• EXERCISE OBJECTIVE
Each line of the material below needs to be returned exactly as written.

======== DATASET CONTENT

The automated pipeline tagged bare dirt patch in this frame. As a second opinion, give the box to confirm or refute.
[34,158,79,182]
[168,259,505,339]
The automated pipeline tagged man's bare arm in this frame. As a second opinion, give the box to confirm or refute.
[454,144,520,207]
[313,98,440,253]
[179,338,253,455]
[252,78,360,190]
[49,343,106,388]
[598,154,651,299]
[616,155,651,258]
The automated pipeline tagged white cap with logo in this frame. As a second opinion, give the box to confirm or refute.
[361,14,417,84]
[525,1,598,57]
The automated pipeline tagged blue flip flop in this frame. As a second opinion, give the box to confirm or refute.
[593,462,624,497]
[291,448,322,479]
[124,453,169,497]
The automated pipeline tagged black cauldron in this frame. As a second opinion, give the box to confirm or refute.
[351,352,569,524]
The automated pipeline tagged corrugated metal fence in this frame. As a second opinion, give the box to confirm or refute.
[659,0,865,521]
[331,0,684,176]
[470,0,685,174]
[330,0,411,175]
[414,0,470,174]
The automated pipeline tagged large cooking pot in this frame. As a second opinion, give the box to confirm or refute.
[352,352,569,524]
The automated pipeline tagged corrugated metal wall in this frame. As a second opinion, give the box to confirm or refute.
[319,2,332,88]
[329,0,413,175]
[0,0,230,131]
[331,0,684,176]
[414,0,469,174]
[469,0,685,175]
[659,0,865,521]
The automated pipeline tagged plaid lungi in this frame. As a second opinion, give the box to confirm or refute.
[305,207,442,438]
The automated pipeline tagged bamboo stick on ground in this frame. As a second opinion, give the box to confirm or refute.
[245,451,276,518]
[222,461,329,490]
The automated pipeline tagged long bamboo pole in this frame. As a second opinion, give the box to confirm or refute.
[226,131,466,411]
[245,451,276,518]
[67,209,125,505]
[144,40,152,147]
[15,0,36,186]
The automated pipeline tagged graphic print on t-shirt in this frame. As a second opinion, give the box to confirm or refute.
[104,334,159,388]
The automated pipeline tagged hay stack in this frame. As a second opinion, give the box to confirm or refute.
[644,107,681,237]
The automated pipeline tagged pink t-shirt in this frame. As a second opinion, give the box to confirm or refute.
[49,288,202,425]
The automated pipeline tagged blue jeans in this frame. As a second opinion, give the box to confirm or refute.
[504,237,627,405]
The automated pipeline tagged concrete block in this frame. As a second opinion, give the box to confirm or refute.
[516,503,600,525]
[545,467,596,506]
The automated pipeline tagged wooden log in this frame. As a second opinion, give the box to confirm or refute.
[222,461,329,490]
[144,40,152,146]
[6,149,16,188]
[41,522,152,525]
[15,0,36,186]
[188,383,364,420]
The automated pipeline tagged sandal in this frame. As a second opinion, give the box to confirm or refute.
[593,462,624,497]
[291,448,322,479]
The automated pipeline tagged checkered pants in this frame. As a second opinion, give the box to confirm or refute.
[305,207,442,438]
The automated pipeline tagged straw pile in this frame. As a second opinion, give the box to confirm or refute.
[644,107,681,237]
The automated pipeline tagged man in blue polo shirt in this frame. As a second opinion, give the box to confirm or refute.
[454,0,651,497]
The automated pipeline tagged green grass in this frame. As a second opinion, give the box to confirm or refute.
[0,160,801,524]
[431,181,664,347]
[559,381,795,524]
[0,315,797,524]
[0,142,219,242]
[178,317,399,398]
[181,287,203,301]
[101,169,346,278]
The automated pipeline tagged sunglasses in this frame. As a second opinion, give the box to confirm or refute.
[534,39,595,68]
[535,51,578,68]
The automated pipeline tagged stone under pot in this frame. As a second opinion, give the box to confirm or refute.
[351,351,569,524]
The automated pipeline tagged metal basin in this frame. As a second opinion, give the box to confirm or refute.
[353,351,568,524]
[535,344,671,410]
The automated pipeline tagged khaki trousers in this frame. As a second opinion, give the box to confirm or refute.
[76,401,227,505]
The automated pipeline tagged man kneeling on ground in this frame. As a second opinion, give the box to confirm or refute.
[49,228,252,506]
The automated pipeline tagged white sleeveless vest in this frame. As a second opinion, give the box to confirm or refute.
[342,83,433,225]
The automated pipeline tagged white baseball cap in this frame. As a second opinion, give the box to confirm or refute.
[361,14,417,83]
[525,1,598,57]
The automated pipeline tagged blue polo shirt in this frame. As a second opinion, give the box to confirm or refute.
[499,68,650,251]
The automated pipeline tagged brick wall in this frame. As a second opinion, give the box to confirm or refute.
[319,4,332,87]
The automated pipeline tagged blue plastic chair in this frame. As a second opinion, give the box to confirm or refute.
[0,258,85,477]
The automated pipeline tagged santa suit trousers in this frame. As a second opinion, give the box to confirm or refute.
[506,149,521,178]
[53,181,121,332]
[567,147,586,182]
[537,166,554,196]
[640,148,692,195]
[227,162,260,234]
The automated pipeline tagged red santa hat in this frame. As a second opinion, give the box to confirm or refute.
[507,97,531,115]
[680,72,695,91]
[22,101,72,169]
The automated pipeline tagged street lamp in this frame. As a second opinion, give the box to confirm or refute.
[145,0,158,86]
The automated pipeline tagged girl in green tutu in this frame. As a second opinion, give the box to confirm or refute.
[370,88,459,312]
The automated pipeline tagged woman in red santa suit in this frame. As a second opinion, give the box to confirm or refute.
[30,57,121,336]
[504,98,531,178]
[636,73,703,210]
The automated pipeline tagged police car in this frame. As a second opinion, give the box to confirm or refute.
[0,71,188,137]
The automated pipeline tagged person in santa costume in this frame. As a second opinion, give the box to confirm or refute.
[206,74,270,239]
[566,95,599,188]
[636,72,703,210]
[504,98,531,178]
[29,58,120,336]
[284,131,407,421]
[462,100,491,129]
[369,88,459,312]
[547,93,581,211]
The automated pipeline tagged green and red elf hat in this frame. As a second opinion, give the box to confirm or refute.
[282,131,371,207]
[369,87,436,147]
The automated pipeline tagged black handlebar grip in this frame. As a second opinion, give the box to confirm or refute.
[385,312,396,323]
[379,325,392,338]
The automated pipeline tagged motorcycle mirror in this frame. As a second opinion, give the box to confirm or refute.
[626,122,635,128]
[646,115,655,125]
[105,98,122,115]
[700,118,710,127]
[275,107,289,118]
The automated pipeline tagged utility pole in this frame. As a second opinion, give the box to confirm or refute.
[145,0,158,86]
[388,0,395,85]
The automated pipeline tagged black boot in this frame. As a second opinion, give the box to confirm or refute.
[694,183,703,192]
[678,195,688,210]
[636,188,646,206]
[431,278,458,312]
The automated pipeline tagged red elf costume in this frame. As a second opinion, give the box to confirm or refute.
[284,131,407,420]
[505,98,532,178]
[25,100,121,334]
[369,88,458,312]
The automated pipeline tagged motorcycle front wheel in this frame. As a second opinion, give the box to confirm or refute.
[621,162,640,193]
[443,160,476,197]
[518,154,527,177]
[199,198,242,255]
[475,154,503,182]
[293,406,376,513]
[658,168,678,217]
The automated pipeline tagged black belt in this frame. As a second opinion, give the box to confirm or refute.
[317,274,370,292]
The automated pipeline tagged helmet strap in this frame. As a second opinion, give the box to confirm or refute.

================

• THE ANSWER
The automated pipeline tagged bare dirt patch in this frame. As a second opinion, give the box to confirm or refute.
[34,158,79,182]
[168,259,505,339]
The automated pipeline tagged man's bare arm in this frame. As a second opinion, give the box to confirm or refute.
[454,144,520,207]
[313,98,440,253]
[179,338,253,455]
[252,78,360,190]
[49,343,106,388]
[598,154,651,299]
[616,155,651,258]
The automated pipeline tagged white cap with logo in this frame. As a second opinion, give the box to confirm or refute.
[361,14,417,84]
[525,1,598,57]
The automated pipeline tagged blue flip flop in this frame. As a second opinion, give the box to confirm or refute.
[593,462,624,497]
[291,448,322,479]
[124,453,169,497]
The automated pipeline tagged black cauldron in this frame. As a second opinion, give the box to confirm or refute.
[351,352,569,524]
The automated pipeline tagged corrugated metal fence in this frame. As a second opinion, give the box to confirm or refute.
[659,0,865,521]
[331,0,684,176]
[470,0,685,174]
[330,0,411,175]
[414,0,470,174]
The automated pipeline tagged large cooking pot in this frame. As a second opinion, give the box to confirm or refute.
[352,352,569,524]
The automated pipeline tagged corrugated metal wall in this frame. As a second opinion, give the box to confirm or refute.
[319,2,332,88]
[329,0,413,175]
[0,0,230,131]
[331,0,684,176]
[414,0,469,174]
[469,0,685,175]
[659,0,865,521]
The automated pipeline tagged plaid lungi in this frame. As a second opinion, give the box to confirm or refute.
[305,207,442,438]
The automated pipeline tagged bamboo stick on ground in this frame. As a second opinion, give the box to confirm or refute.
[245,451,276,518]
[222,461,329,490]
The automated pipeline tagged long bamboo pole in this frame. As a second opinion, give the box to confirm or refute.
[226,131,466,411]
[245,451,276,518]
[67,209,125,505]
[144,40,152,147]
[15,0,36,186]
The automated pipeline tagged graphic print on t-shirt in this frame. As a second opinion, give the box to confirm or refute.
[104,334,159,388]
The automated pipeline tagged hay stack in this frame. As a second opinion, give the box to confirm or refute.
[644,107,681,237]
The automated pipeline tagged pink t-shirt in this frame. As a second opinion, give the box to confirm or refute.
[49,288,202,425]
The automated pipeline tagged blue jeans in this frame. As a second opinion, give the box to confirm or refute.
[504,237,627,405]
The automated pipeline tagged concrete block in this frame. As a second opinion, give the box to confirm or refute.
[516,503,600,525]
[545,467,596,506]
The automated pipeline tagged wooden log in this frame. As a second opinion, give the box to confirm or refute.
[222,461,329,490]
[144,40,152,146]
[6,149,16,188]
[41,522,152,525]
[15,0,36,186]
[188,383,364,420]
The automated pipeline tagged sandal in this frame. As a second opinion, give the box to confirm or refute.
[593,462,624,497]
[291,448,322,479]
The automated pipeline tagged checkered pants in this frame. As a second opinion, give the box to confirm or refute.
[305,207,442,438]
The automated pipeline tagged straw pile in this frame. As a second opinion, give the box to confirm or refute.
[644,107,681,237]
The automated pipeline tagged man in blue polo shirt in this frame. As a second opinion, give the box to confirm or refute.
[454,0,651,497]
The automated pipeline tagged green grass in this frame. As a second opinion, give the box to confirm or refute.
[0,160,801,524]
[431,181,664,347]
[559,381,795,524]
[0,315,797,524]
[0,142,219,242]
[178,317,399,398]
[181,287,203,301]
[101,169,346,278]
The automated pipeline tagged sunglasses in this frame. As a second opinion, give the box to confirm or refute.
[534,39,595,68]
[535,51,578,68]
The automated pipeline tagged stone under pot in this frame. As a second opinion, give the box to confirm or refute.
[351,351,569,524]
The automated pipeline tagged metal basin in this frame. As a second opinion, give the box to confirm or refute.
[353,351,568,524]
[535,344,671,410]
The automated pipeline tagged khaki trousers in this frame. As a second opinion, give the box to confirm or refute.
[76,401,227,505]
The automated pipeline tagged man kneeling on ground in this frame. As a second opinion, give the box to confirm or refute.
[49,228,252,506]
The automated pipeline tagged white sleeveless vest in this frame. As a second opinion, give the box to confirm or refute.
[342,83,433,225]
The automated pipeline tagged white baseball cap in this frame. As a second opinion, give the box to confirm or refute.
[361,14,417,83]
[525,1,598,57]
The automated pipeline tagged blue polo shirt in this frame. As a second opinion, give the box to confirm or refute.
[499,68,650,251]
The automated pipeline tagged brick wall in this frame. As a second opinion, give the box to confirm or refute.
[319,4,332,87]
The automated pipeline tagged blue plastic chair in this frame. As a second opinion, give the box to confirm or refute.
[0,258,85,477]
The automated pipeline tagged santa suit trousers in this frame. As a second opinion, give the box to confirm or refute.
[506,149,521,178]
[53,181,121,332]
[567,147,586,182]
[537,166,554,196]
[640,148,692,195]
[227,162,260,234]
The automated pipeline tagged red santa hat in this frame. As a second opinion, give the box to confirm or refute.
[507,97,531,115]
[680,72,695,91]
[22,101,72,169]
The automated pipeline tagged street lamp in this frame. As a second opinion, give the box to confirm or refute.
[145,0,158,86]
The automated pipeline tagged girl in green tutu in this frame. As a second opinion, give the box to confirm or refute.
[370,88,459,312]
The automated pipeline tagged woman in red santa suit in this frame. As a second opinion, give the box to confirm or refute.
[30,57,121,336]
[504,98,531,178]
[636,73,703,210]
The automated pipeline tagged police car in this frame. As a second opinion, give the box to confirm or refute.
[0,71,188,137]
The automated pipeline tagged person in santa costume in this frame. As a second opinion, give the box to confirm or refute.
[206,74,270,239]
[566,95,599,188]
[636,72,703,210]
[504,98,531,178]
[29,58,120,336]
[284,131,407,421]
[462,100,491,129]
[369,88,459,312]
[547,93,581,211]
The automated pipeline tagged green and red elf hat in this frame. As a second opinion, give the box to confirm or refute.
[282,131,371,207]
[369,87,436,147]
The automated pipeline tagged black handlebar grip in this frame. As a second opinion, give the box to confirm or refute.
[385,312,396,323]
[379,325,392,338]
The automated pipeline tagged motorcycle mirror in this frame. As a second opinion, give the box to confirm or refute.
[626,122,635,128]
[646,115,655,125]
[105,98,122,115]
[700,118,710,127]
[275,107,289,118]
The automated pipeline tagged utility pole in this frame. As a second opinion, give the box to confirm or refute.
[145,0,158,86]
[388,0,395,85]
The automated pipeline tagged black boot in this frame. As a second opinion, give the box to confirm or refute.
[694,183,703,192]
[678,195,688,210]
[636,188,646,206]
[431,278,458,312]
The automated pipeline tagged red elf costume in this frame. As a second opinion, give the box to confirm or refute.
[284,131,407,420]
[505,98,532,178]
[25,100,121,334]
[369,88,458,312]
The automated pipeline tagged motorcycle front wheel in this frame. As a second opinion, give the box to confirm or refute.
[621,162,640,193]
[443,160,476,197]
[518,154,527,177]
[199,198,242,255]
[475,154,503,182]
[293,406,376,513]
[658,168,678,217]
The automated pipeline tagged black belt in this frame. As a second opinion, give the box to confirm or refute.
[317,274,370,292]
The automated pipeline tagged helmet strap in this frame. As a second opinion, give the box to confirm or refute.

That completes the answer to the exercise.